INSTRUCTIONS FOR THE TASK: Print the material below line for line, without changing anything.

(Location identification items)
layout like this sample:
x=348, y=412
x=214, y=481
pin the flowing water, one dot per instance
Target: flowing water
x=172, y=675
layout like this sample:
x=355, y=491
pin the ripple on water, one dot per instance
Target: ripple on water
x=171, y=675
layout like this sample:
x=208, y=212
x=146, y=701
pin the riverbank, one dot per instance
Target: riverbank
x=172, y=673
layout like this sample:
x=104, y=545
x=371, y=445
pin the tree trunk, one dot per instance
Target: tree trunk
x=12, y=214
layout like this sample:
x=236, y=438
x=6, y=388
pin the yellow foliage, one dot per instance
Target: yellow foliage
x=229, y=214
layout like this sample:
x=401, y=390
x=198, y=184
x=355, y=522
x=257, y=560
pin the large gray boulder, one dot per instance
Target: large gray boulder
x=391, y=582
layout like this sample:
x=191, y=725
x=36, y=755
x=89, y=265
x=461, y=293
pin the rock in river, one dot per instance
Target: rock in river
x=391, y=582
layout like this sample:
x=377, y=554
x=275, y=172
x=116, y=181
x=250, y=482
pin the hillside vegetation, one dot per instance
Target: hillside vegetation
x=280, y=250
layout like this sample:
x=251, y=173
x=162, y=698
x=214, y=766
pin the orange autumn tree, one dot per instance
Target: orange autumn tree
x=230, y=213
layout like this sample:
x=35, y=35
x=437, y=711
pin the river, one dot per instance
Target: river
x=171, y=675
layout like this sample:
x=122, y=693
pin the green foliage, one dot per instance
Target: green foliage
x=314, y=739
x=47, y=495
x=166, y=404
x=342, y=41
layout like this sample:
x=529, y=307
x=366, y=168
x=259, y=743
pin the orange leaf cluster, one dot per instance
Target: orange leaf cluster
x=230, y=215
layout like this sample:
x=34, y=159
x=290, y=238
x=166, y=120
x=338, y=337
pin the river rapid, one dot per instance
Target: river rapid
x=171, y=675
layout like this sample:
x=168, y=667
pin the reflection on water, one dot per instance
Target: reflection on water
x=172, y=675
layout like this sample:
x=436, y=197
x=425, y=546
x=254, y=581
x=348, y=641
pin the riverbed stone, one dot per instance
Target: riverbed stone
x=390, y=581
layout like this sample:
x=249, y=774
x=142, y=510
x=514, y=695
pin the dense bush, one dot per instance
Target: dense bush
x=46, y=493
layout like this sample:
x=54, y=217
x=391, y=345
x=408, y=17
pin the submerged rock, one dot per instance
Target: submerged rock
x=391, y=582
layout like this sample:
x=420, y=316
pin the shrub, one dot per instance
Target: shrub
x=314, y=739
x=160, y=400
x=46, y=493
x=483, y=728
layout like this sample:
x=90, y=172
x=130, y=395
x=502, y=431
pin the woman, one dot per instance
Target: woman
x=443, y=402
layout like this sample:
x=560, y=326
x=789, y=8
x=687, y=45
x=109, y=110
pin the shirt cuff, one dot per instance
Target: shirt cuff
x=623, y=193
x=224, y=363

THE REPLY:
layout like this sample:
x=348, y=412
x=214, y=481
pin the flowing water, one dot per instance
Target: flowing water
x=172, y=675
layout like this sample:
x=355, y=491
pin the ripple on water, one dot per instance
Target: ripple on water
x=171, y=675
layout like this sample:
x=208, y=212
x=146, y=701
pin the riverbank, one dot per instance
Target: riverbank
x=172, y=673
layout like this sample:
x=104, y=545
x=371, y=445
pin the tree trunk, one dot per instance
Target: tree trunk
x=12, y=214
layout like this sample:
x=236, y=438
x=6, y=388
pin the yellow foliage, one dot per instance
Target: yellow foliage
x=229, y=214
layout like this sample:
x=401, y=390
x=198, y=184
x=355, y=522
x=257, y=560
pin the large gray boulder, one dot per instance
Target: large gray boulder
x=391, y=582
layout like this sample:
x=191, y=725
x=36, y=755
x=89, y=265
x=461, y=293
pin the rock in river, one dot per instance
Target: rock in river
x=391, y=582
layout like this sample:
x=377, y=554
x=275, y=172
x=116, y=181
x=250, y=482
pin the hillside vegetation, one dot per instance
Target: hillside vegetation
x=280, y=250
layout like this sample:
x=251, y=173
x=162, y=698
x=214, y=766
pin the orange autumn tree, one dot per instance
Target: orange autumn tree
x=230, y=213
layout like this sample:
x=35, y=35
x=437, y=711
pin the river, one dot per instance
Target: river
x=171, y=675
layout like this sample:
x=122, y=693
pin the green foliage, one dot per instance
Target: green foliage
x=314, y=739
x=47, y=495
x=166, y=404
x=342, y=41
layout like this sample:
x=529, y=307
x=366, y=168
x=259, y=743
pin the orange leaf cluster, one dot per instance
Target: orange leaf cluster
x=230, y=215
layout like this sample:
x=34, y=159
x=290, y=238
x=166, y=120
x=338, y=337
pin the river rapid, one dot per instance
Target: river rapid
x=171, y=675
layout like this sample:
x=168, y=667
pin the reflection on water, one dot per instance
Target: reflection on water
x=172, y=675
layout like this sample:
x=436, y=197
x=425, y=546
x=254, y=581
x=348, y=641
pin the riverbed stone, one dot per instance
Target: riverbed stone
x=390, y=581
layout like this sample:
x=249, y=774
x=142, y=510
x=514, y=695
pin the dense bush, one dot per instance
Target: dense bush
x=46, y=493
layout like this sample:
x=54, y=217
x=391, y=345
x=408, y=17
pin the submerged rock, one dot per instance
Target: submerged rock
x=391, y=582
layout like this sample:
x=420, y=316
pin the shrub, one dot per instance
Target: shrub
x=314, y=739
x=160, y=400
x=46, y=493
x=483, y=728
layout like this sample:
x=90, y=172
x=130, y=395
x=502, y=431
pin the woman, one dot per instance
Target: woman
x=443, y=402
layout like this sample:
x=560, y=326
x=789, y=8
x=687, y=45
x=109, y=110
pin the shirt cuff, one dot per instance
Target: shirt cuff
x=623, y=193
x=224, y=363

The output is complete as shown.